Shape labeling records
## start

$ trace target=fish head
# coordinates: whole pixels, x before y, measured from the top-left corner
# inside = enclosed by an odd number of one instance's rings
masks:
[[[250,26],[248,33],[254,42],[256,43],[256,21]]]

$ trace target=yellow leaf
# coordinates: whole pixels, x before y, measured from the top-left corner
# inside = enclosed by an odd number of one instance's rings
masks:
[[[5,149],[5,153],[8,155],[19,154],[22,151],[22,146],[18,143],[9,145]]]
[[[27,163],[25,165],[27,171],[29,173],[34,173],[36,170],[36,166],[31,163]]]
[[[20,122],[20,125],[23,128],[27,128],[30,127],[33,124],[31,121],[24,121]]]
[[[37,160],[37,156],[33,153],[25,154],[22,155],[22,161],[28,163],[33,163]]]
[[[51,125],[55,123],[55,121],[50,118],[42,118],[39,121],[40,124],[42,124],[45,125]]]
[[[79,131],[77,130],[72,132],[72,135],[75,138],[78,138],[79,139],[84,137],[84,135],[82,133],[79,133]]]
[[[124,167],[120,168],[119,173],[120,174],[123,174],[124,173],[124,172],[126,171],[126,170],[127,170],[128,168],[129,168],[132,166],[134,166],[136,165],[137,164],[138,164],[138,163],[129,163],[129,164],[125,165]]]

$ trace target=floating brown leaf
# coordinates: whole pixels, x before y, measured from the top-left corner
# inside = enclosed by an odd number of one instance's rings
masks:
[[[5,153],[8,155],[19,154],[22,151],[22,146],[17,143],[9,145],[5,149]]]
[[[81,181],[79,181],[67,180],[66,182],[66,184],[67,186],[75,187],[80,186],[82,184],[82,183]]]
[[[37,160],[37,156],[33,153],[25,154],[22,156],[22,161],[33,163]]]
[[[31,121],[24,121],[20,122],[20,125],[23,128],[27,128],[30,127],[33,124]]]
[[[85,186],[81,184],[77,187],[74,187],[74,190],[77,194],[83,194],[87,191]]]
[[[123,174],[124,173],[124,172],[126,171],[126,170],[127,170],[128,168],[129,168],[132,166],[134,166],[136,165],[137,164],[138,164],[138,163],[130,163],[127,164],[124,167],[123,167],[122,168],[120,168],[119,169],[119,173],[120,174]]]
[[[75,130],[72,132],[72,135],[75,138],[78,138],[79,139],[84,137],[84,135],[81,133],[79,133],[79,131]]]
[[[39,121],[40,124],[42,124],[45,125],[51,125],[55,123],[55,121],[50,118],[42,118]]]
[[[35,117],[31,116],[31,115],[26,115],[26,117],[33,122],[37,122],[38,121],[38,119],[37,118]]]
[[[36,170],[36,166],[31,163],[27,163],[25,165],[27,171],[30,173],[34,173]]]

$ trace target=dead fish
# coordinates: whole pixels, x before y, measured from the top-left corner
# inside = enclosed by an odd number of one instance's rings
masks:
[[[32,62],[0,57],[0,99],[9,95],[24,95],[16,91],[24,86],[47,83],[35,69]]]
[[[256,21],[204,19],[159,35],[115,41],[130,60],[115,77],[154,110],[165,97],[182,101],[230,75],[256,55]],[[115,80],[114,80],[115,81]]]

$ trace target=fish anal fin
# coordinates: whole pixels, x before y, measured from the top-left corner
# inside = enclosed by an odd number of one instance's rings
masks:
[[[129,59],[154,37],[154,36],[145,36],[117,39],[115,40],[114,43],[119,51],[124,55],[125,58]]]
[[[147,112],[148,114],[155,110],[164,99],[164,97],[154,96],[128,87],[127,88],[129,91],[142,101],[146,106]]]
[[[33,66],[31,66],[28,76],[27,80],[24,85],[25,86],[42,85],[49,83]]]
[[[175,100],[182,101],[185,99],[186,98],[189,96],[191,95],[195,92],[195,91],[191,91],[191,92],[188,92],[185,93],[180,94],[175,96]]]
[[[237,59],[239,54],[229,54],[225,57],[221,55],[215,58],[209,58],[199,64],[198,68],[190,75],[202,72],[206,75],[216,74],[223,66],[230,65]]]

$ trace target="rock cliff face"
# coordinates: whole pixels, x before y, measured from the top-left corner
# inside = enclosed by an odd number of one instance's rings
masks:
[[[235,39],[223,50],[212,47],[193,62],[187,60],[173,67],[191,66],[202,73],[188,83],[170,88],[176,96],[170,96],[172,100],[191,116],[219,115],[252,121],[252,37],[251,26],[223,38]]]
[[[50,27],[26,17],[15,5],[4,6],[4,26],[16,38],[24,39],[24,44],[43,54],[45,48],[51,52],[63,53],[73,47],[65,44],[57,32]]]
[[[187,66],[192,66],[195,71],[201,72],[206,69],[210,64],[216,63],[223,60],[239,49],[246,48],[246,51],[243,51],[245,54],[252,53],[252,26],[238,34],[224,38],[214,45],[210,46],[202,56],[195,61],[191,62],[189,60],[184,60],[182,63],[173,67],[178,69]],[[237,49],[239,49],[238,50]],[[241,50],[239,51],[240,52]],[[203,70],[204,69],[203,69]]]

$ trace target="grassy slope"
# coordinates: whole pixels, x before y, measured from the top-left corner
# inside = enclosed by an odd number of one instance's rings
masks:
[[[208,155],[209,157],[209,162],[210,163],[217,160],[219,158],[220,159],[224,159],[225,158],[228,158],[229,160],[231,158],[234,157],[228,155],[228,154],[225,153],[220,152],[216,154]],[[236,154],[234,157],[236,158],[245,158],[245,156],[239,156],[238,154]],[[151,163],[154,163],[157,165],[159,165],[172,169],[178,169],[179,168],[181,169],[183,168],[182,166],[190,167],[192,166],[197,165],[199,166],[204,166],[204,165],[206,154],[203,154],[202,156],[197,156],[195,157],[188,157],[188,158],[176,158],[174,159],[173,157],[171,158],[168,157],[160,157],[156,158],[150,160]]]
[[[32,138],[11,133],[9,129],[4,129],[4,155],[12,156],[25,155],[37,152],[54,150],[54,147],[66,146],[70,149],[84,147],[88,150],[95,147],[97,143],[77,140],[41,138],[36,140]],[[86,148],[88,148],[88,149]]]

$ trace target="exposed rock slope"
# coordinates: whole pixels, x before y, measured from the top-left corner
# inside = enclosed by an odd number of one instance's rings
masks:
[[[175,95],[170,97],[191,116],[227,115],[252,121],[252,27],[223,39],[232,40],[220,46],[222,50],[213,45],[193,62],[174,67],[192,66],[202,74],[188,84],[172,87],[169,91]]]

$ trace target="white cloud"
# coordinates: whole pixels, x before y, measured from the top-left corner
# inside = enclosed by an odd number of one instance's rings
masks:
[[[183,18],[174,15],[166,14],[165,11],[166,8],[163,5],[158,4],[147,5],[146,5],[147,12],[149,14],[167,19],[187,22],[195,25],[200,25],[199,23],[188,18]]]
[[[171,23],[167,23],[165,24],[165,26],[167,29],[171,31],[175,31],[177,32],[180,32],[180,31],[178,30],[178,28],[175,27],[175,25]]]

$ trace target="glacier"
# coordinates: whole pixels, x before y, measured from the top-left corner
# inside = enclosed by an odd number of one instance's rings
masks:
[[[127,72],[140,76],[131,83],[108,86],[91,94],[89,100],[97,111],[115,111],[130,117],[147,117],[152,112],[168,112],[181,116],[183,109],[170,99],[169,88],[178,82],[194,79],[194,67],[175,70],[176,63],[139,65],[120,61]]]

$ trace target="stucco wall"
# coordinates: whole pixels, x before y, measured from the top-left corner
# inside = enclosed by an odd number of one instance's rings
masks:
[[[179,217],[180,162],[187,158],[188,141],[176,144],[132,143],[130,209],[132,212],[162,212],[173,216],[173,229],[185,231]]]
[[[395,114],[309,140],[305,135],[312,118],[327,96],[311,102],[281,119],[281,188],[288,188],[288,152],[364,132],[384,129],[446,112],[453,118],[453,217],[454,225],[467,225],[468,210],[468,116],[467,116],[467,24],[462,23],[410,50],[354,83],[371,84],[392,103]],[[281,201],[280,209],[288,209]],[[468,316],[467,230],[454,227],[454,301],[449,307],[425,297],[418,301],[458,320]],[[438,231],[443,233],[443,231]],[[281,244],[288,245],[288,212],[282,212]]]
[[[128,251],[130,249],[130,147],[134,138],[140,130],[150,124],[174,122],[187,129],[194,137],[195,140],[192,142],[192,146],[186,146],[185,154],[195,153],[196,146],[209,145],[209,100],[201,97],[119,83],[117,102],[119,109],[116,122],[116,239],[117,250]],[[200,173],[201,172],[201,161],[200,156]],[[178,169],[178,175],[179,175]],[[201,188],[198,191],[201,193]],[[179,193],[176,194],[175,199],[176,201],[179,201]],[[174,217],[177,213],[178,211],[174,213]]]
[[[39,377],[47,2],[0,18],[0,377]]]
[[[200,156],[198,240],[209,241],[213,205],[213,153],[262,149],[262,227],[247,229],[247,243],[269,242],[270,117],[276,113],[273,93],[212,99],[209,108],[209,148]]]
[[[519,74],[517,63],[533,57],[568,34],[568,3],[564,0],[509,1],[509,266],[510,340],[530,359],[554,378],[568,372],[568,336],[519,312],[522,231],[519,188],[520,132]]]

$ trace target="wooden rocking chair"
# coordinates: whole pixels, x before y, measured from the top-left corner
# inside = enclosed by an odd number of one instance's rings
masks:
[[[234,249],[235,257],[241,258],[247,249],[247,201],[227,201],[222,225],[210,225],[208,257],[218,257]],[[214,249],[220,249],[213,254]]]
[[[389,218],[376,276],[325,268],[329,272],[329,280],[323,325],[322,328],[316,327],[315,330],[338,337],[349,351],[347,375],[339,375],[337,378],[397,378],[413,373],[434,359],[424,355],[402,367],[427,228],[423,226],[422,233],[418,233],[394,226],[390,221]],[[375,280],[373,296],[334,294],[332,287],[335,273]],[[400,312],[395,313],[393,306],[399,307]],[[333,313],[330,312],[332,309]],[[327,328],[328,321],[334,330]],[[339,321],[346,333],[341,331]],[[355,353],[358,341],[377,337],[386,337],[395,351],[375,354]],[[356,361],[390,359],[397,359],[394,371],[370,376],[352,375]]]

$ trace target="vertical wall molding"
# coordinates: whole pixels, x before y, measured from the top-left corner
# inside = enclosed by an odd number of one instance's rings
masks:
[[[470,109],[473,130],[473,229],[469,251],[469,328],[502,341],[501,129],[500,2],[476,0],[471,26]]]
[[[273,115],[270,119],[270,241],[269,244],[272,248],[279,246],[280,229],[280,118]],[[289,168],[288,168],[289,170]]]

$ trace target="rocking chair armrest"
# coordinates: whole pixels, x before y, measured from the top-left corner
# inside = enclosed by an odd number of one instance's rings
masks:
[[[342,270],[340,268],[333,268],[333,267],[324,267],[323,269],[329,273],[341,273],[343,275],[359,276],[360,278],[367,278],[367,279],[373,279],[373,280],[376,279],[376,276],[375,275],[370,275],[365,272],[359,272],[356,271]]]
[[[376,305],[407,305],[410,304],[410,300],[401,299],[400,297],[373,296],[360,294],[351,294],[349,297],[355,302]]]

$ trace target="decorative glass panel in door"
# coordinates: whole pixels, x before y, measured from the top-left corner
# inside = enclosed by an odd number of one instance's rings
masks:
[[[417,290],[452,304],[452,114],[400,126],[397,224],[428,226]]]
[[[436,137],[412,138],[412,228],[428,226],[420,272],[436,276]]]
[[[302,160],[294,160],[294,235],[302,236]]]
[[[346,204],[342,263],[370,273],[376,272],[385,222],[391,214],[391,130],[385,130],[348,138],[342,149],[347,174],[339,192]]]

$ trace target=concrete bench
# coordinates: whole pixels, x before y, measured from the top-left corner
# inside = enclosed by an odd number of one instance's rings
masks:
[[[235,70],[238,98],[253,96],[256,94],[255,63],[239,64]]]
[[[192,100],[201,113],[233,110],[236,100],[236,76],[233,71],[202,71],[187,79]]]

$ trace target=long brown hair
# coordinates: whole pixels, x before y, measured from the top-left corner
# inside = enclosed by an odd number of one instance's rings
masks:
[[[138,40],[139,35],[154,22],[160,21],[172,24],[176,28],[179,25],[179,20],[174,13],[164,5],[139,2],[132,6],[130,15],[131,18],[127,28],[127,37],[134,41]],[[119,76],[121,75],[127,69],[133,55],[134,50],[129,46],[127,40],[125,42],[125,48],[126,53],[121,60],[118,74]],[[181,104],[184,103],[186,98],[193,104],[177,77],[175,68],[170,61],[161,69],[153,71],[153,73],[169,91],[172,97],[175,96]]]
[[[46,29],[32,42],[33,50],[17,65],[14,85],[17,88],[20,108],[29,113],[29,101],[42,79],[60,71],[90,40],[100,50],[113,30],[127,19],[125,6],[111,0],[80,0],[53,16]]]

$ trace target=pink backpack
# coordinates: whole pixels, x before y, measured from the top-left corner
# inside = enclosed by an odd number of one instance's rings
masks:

## end

### YOUR INSTRUCTIONS
Take the line with "glass panel in" and all lines after it to the last line, and reproduce them exactly.

### COMPLETE ANSWER
$ trace target="decorative glass panel in door"
# coordinates: whole pixels, x before y, measured from the top-left corner
# inside = enclosed by an odd number of one instance's rings
masks:
[[[417,290],[452,304],[452,114],[400,126],[397,224],[428,226]]]
[[[436,137],[412,138],[412,228],[428,226],[420,272],[436,276]]]
[[[302,160],[294,160],[294,235],[302,236]]]
[[[346,204],[342,263],[370,273],[376,272],[385,222],[391,214],[391,130],[385,130],[348,138],[342,149],[347,174],[339,192]]]

$ trace target=concrete bench
# coordinates: whole pixels, x before y, measured from the top-left corner
# inside = enclosed by an odd number of one instance's rings
masks:
[[[235,70],[238,98],[253,96],[256,94],[255,63],[239,64]]]
[[[192,100],[201,113],[233,110],[236,100],[236,76],[233,71],[202,71],[187,79]]]

$ trace target=long brown hair
# coordinates: whole pixels, x before y, measured from the top-left corner
# inside = enclosed by an odd number of one instance's rings
masks:
[[[138,40],[139,35],[154,22],[160,21],[172,24],[176,28],[179,25],[179,20],[174,13],[164,5],[139,2],[132,6],[130,15],[131,18],[127,28],[127,37],[134,41]],[[119,76],[121,75],[127,69],[133,55],[134,50],[129,46],[127,40],[125,42],[125,48],[126,53],[121,60],[118,74]],[[181,104],[184,103],[186,98],[193,104],[177,77],[175,68],[170,61],[161,69],[153,71],[153,73],[169,91],[172,97],[175,96]]]
[[[46,29],[32,42],[33,50],[17,65],[14,85],[17,88],[20,108],[29,113],[29,101],[42,79],[60,71],[90,40],[100,50],[113,30],[127,19],[125,6],[111,0],[80,0],[53,16]]]

$ trace target=pink backpack
# coordinates: whole pixels, x before y, measured from the top-left corner
# inside = enclosed by an odd number of one instance's rings
masks:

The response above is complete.